[Stated problem] Render the listing below, from its start through the line containing "380 72 L 416", as a two-column CSV with columns named instruction and outline, one row per entry, each field quoted and its line breaks replaced by spaces. Leave out the pictures.

[Input records]
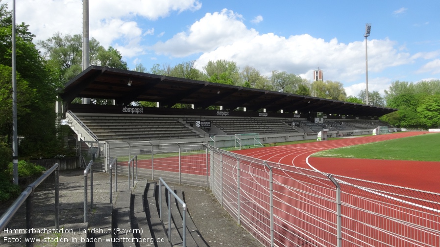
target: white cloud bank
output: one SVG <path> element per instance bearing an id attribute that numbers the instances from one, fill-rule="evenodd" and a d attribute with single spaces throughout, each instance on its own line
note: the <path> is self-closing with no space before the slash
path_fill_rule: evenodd
<path id="1" fill-rule="evenodd" d="M 380 72 L 416 58 L 398 50 L 397 45 L 388 39 L 369 41 L 368 70 Z M 241 15 L 225 9 L 207 13 L 187 31 L 151 48 L 173 57 L 201 53 L 199 67 L 224 59 L 240 67 L 253 66 L 264 74 L 278 70 L 311 79 L 312 70 L 319 66 L 326 80 L 352 82 L 365 76 L 365 41 L 345 44 L 336 38 L 325 41 L 307 34 L 288 37 L 260 34 L 247 28 Z"/>

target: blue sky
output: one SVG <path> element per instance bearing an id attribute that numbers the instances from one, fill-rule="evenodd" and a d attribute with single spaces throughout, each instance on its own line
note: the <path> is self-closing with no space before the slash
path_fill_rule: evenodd
<path id="1" fill-rule="evenodd" d="M 17 22 L 35 40 L 82 33 L 81 0 L 17 1 Z M 12 0 L 3 0 L 12 10 Z M 90 36 L 119 50 L 132 69 L 233 60 L 264 75 L 285 71 L 342 82 L 348 95 L 383 94 L 394 81 L 440 78 L 440 1 L 93 0 Z"/>

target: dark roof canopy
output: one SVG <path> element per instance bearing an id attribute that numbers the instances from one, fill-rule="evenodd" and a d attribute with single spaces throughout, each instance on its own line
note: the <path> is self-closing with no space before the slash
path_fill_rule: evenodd
<path id="1" fill-rule="evenodd" d="M 128 85 L 129 81 L 131 85 Z M 68 104 L 76 97 L 115 99 L 118 104 L 134 101 L 159 102 L 171 108 L 177 103 L 196 108 L 222 106 L 223 109 L 265 108 L 268 112 L 323 112 L 335 114 L 380 116 L 396 109 L 355 104 L 116 68 L 91 66 L 66 84 L 61 94 Z"/>

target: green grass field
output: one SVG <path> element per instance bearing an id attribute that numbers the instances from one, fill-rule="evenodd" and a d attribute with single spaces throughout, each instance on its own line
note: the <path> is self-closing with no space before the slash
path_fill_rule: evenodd
<path id="1" fill-rule="evenodd" d="M 440 134 L 330 149 L 317 153 L 312 156 L 440 161 Z"/>

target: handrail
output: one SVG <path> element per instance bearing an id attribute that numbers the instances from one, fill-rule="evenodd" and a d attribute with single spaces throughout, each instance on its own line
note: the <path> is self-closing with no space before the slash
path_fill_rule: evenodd
<path id="1" fill-rule="evenodd" d="M 113 203 L 113 182 L 112 181 L 112 178 L 113 176 L 113 174 L 112 172 L 112 169 L 113 169 L 113 165 L 115 165 L 115 180 L 116 187 L 116 192 L 118 192 L 118 157 L 115 157 L 115 158 L 113 159 L 113 160 L 112 161 L 111 164 L 108 167 L 109 169 L 109 175 L 110 175 L 110 203 Z"/>
<path id="2" fill-rule="evenodd" d="M 167 184 L 167 183 L 164 181 L 164 180 L 162 179 L 162 178 L 159 178 L 159 216 L 160 218 L 160 221 L 162 223 L 162 225 L 164 224 L 164 221 L 162 220 L 162 183 L 164 184 L 164 185 L 165 186 L 167 189 L 168 189 L 168 241 L 170 241 L 170 243 L 172 245 L 172 243 L 171 243 L 171 195 L 172 195 L 172 196 L 174 197 L 174 199 L 177 200 L 180 204 L 182 204 L 182 207 L 183 208 L 183 214 L 182 216 L 182 219 L 183 220 L 183 228 L 182 228 L 182 242 L 183 244 L 183 247 L 186 247 L 186 211 L 187 211 L 186 203 L 183 202 L 183 200 L 180 199 L 176 193 L 174 193 L 173 191 L 172 191 L 170 186 Z"/>
<path id="3" fill-rule="evenodd" d="M 90 171 L 90 209 L 93 208 L 93 159 L 84 170 L 84 222 L 87 222 L 87 177 Z"/>
<path id="4" fill-rule="evenodd" d="M 8 208 L 0 218 L 0 229 L 4 229 L 4 227 L 9 222 L 14 215 L 17 213 L 19 208 L 26 202 L 26 237 L 31 238 L 33 235 L 33 221 L 32 220 L 33 214 L 33 195 L 34 191 L 40 183 L 48 178 L 53 171 L 55 171 L 55 228 L 59 229 L 59 164 L 56 163 L 44 174 L 37 179 L 33 182 L 27 185 L 18 198 L 14 202 L 12 205 Z M 26 243 L 26 246 L 33 246 L 33 243 Z"/>
<path id="5" fill-rule="evenodd" d="M 78 118 L 78 117 L 76 116 L 76 115 L 72 112 L 72 111 L 68 111 L 67 112 L 69 113 L 69 114 L 73 118 L 75 119 L 75 121 L 76 121 L 76 122 L 77 122 L 79 124 L 79 125 L 80 125 L 81 127 L 83 129 L 84 129 L 85 131 L 86 131 L 86 132 L 87 132 L 89 135 L 90 135 L 90 136 L 91 136 L 92 138 L 94 139 L 95 141 L 98 141 L 98 137 L 97 136 L 97 135 L 95 135 L 95 134 L 94 134 L 94 133 L 92 132 L 90 129 L 89 129 L 89 127 L 88 127 L 85 124 L 84 124 L 84 123 L 83 123 L 82 121 L 81 121 L 81 120 L 80 120 L 79 118 Z"/>
<path id="6" fill-rule="evenodd" d="M 136 161 L 136 162 L 134 162 Z M 136 164 L 136 180 L 138 180 L 138 155 L 136 155 L 133 157 L 132 158 L 130 158 L 129 160 L 128 160 L 128 188 L 131 189 L 131 185 L 130 182 L 131 180 L 133 180 L 133 187 L 134 187 L 134 166 L 135 164 Z M 132 175 L 131 175 L 130 169 L 132 169 L 133 172 Z M 130 176 L 131 176 L 131 178 L 130 179 Z"/>

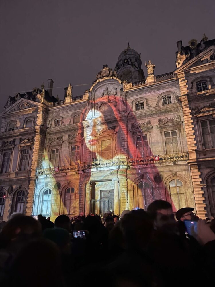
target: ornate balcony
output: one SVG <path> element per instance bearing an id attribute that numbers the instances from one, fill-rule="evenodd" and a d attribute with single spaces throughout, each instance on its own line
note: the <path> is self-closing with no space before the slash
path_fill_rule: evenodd
<path id="1" fill-rule="evenodd" d="M 44 169 L 38 169 L 37 175 L 48 175 L 49 174 L 71 172 L 83 170 L 91 168 L 108 168 L 110 167 L 123 166 L 128 167 L 136 165 L 143 165 L 155 163 L 163 162 L 172 162 L 188 159 L 187 152 L 182 152 L 171 154 L 165 154 L 160 156 L 152 156 L 142 158 L 115 158 L 106 160 L 97 160 L 89 162 L 83 162 L 74 165 L 60 167 L 52 167 Z"/>

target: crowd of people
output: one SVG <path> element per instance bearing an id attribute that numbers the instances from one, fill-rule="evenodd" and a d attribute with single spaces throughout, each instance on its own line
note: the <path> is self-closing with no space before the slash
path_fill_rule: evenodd
<path id="1" fill-rule="evenodd" d="M 194 210 L 174 214 L 169 203 L 157 200 L 147 211 L 71 220 L 62 214 L 54 223 L 41 215 L 14 214 L 1 225 L 0 284 L 212 286 L 215 220 Z"/>

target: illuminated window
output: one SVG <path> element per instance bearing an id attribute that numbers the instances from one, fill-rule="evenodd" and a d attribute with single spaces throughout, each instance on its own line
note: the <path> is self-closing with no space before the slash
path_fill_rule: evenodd
<path id="1" fill-rule="evenodd" d="M 143 102 L 138 102 L 136 103 L 136 110 L 143 110 L 144 108 L 144 103 Z"/>
<path id="2" fill-rule="evenodd" d="M 27 170 L 28 168 L 30 150 L 29 149 L 21 150 L 19 170 Z"/>
<path id="3" fill-rule="evenodd" d="M 154 200 L 151 189 L 146 181 L 141 181 L 138 185 L 138 207 L 146 210 Z"/>
<path id="4" fill-rule="evenodd" d="M 173 179 L 169 183 L 171 203 L 173 211 L 185 207 L 185 197 L 183 183 L 179 179 Z"/>
<path id="5" fill-rule="evenodd" d="M 71 164 L 77 164 L 80 162 L 80 146 L 73 146 L 71 148 Z"/>
<path id="6" fill-rule="evenodd" d="M 168 105 L 172 103 L 172 98 L 171 96 L 165 96 L 162 98 L 163 105 Z"/>
<path id="7" fill-rule="evenodd" d="M 148 148 L 147 136 L 138 136 L 136 137 L 136 141 L 138 157 L 147 156 Z"/>
<path id="8" fill-rule="evenodd" d="M 8 126 L 8 131 L 14 131 L 15 130 L 15 123 L 11 123 Z"/>
<path id="9" fill-rule="evenodd" d="M 50 215 L 50 214 L 51 197 L 51 189 L 46 189 L 43 193 L 42 208 L 42 214 L 43 215 Z"/>
<path id="10" fill-rule="evenodd" d="M 177 131 L 173 131 L 165 133 L 167 154 L 176 154 L 179 152 Z"/>
<path id="11" fill-rule="evenodd" d="M 101 141 L 101 158 L 102 160 L 112 158 L 111 141 L 110 139 Z"/>
<path id="12" fill-rule="evenodd" d="M 66 214 L 74 213 L 75 200 L 75 189 L 73 187 L 68 187 L 65 191 L 64 206 L 64 213 Z"/>
<path id="13" fill-rule="evenodd" d="M 51 151 L 51 164 L 54 167 L 58 166 L 59 164 L 59 149 L 55 148 Z"/>
<path id="14" fill-rule="evenodd" d="M 210 183 L 211 184 L 213 198 L 214 199 L 214 202 L 215 203 L 215 177 L 212 177 L 210 180 Z"/>
<path id="15" fill-rule="evenodd" d="M 32 127 L 33 125 L 33 120 L 32 119 L 27 120 L 26 121 L 26 127 Z"/>
<path id="16" fill-rule="evenodd" d="M 198 92 L 206 91 L 208 89 L 208 85 L 206 81 L 201 81 L 200 82 L 197 82 L 196 85 L 196 89 Z"/>
<path id="17" fill-rule="evenodd" d="M 215 148 L 215 119 L 202 121 L 201 126 L 205 148 Z"/>
<path id="18" fill-rule="evenodd" d="M 0 216 L 3 216 L 4 214 L 5 196 L 5 192 L 0 192 Z"/>
<path id="19" fill-rule="evenodd" d="M 24 205 L 25 199 L 25 193 L 24 190 L 18 191 L 16 195 L 14 212 L 22 213 L 24 211 Z"/>
<path id="20" fill-rule="evenodd" d="M 80 123 L 81 120 L 81 116 L 80 115 L 77 115 L 74 116 L 73 123 L 75 124 L 77 123 Z"/>
<path id="21" fill-rule="evenodd" d="M 61 121 L 60 119 L 57 119 L 54 121 L 54 127 L 59 127 L 60 125 Z"/>
<path id="22" fill-rule="evenodd" d="M 5 152 L 3 154 L 3 160 L 1 164 L 1 173 L 4 173 L 9 171 L 11 152 Z"/>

[The solution]
instruction,outline
"target: white cloud bank output: one SVG <path> element per instance bearing an id attribute that numbers the instances from one, fill-rule=""evenodd"" and a d attribute with single spaces throughout, each instance on its own line note: the <path> is self-closing with no space before the slash path_fill_rule: evenodd","<path id=""1"" fill-rule=""evenodd"" d=""M 380 72 L 416 58 L 398 50 L 397 45 L 388 39 L 369 41 L 368 70 Z M 241 15 L 225 9 L 207 13 L 187 31 L 151 48 L 173 57 L 201 53 L 199 67 L 224 59 L 240 67 L 253 66 L 264 74 L 278 70 L 311 79 L 312 70 L 319 66 L 326 80 L 352 82 L 365 76 L 365 41 L 345 44 L 336 38 L 325 41 L 307 34 L 288 37 L 260 34 L 247 28 Z""/>"